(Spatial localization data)
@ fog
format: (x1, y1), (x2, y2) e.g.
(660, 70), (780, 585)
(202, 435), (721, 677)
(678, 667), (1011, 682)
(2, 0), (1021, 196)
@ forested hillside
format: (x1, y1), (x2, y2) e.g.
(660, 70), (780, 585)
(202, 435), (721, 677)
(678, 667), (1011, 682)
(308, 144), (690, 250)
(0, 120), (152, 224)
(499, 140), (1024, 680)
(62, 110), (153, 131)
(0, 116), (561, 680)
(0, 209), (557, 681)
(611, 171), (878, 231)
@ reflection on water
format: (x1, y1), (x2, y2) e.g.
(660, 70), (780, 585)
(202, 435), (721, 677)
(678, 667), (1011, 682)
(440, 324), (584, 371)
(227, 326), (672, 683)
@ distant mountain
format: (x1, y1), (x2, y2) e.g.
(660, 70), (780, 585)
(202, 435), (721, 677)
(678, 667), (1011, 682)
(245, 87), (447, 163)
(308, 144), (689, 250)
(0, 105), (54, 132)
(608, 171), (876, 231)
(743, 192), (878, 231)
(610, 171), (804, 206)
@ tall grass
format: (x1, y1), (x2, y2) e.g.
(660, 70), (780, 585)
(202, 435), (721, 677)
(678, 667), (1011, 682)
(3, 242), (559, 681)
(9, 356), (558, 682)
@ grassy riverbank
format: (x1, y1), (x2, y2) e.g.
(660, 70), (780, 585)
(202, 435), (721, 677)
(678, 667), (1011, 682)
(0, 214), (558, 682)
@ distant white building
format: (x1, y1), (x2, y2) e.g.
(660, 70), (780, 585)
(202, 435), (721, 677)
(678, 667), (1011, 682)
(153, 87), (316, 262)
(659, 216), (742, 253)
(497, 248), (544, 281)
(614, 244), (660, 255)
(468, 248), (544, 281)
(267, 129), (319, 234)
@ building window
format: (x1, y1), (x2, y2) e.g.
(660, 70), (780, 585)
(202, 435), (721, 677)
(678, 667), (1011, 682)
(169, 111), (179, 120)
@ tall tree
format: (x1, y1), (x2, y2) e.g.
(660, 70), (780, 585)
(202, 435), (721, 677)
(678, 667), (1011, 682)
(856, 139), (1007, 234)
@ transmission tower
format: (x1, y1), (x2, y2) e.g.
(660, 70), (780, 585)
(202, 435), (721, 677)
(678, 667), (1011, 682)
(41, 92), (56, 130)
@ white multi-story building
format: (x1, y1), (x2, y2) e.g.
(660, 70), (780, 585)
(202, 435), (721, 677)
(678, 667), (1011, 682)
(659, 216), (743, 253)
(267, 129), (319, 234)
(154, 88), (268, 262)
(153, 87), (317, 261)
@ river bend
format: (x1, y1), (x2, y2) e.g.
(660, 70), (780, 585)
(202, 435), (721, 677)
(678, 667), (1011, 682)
---
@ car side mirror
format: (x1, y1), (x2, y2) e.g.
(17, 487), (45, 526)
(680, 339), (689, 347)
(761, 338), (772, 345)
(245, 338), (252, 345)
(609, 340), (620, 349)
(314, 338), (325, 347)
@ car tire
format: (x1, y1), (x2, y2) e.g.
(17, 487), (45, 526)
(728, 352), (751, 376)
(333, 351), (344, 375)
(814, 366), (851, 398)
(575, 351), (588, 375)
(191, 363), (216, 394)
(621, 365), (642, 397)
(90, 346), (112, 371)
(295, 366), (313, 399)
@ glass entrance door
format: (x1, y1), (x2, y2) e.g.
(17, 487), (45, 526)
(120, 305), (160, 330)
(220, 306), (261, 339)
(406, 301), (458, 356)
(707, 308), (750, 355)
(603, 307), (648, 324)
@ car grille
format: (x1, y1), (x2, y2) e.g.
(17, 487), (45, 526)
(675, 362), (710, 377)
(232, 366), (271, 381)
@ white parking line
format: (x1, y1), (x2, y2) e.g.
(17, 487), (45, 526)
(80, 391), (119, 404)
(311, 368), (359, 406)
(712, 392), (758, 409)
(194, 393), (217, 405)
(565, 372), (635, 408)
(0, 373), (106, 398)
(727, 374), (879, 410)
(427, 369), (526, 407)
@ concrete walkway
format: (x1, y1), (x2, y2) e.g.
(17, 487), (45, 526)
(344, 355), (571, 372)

Problem
Find the word "white" in the data and show each line that holds it.

Completed task
@ distant white building
@ white multi-story building
@ white parking line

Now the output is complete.